What this task involves ▸ Please locate each line in the entries below that contains the word "grass" and copy those lines. Case matters.

Records shown ▸
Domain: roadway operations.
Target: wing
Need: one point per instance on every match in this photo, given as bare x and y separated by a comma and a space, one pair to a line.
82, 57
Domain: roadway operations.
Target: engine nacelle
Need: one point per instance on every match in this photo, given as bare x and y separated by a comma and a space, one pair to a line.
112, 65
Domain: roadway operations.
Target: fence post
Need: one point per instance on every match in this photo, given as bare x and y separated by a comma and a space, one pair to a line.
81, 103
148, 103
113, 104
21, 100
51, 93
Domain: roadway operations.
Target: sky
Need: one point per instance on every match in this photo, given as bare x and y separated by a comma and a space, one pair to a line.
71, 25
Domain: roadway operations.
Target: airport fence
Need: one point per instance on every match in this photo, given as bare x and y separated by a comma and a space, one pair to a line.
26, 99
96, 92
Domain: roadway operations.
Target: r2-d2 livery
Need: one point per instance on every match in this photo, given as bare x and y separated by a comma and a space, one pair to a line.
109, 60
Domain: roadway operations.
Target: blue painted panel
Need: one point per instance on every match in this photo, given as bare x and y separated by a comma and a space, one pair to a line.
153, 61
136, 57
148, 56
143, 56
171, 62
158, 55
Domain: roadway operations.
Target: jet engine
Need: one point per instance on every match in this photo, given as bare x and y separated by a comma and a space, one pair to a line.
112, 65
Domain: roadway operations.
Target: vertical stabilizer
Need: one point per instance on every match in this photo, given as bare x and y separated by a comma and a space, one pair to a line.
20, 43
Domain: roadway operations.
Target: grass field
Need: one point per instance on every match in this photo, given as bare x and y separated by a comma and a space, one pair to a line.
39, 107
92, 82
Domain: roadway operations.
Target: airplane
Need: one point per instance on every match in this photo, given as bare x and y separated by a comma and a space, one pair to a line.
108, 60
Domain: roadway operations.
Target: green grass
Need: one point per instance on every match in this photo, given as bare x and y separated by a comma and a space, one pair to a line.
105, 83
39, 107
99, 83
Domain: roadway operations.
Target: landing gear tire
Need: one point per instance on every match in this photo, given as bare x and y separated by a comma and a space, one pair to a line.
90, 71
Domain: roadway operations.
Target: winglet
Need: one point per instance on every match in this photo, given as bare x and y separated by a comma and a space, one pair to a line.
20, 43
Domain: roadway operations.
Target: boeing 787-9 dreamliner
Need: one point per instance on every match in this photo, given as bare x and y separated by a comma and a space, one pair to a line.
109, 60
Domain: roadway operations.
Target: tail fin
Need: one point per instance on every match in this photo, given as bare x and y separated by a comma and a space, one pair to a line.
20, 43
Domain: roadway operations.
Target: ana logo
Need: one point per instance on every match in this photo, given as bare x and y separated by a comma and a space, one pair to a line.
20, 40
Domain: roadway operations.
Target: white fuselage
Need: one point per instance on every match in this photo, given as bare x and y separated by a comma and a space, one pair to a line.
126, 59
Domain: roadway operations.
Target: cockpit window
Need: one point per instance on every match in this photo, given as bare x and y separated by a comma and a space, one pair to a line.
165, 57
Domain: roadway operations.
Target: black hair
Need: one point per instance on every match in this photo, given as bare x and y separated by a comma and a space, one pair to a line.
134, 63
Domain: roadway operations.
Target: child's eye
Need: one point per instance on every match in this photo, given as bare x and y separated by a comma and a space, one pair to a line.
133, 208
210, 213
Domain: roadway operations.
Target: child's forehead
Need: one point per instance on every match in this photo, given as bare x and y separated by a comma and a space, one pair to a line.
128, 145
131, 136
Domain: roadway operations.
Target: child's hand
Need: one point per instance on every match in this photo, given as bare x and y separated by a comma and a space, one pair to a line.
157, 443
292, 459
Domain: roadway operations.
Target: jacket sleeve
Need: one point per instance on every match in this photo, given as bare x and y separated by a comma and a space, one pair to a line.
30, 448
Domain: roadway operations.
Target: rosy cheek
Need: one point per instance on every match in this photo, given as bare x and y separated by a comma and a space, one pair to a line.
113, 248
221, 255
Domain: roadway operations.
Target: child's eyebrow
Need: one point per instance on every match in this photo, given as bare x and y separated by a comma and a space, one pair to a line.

Exercise answer ▸
Target: grass field
Target: green grass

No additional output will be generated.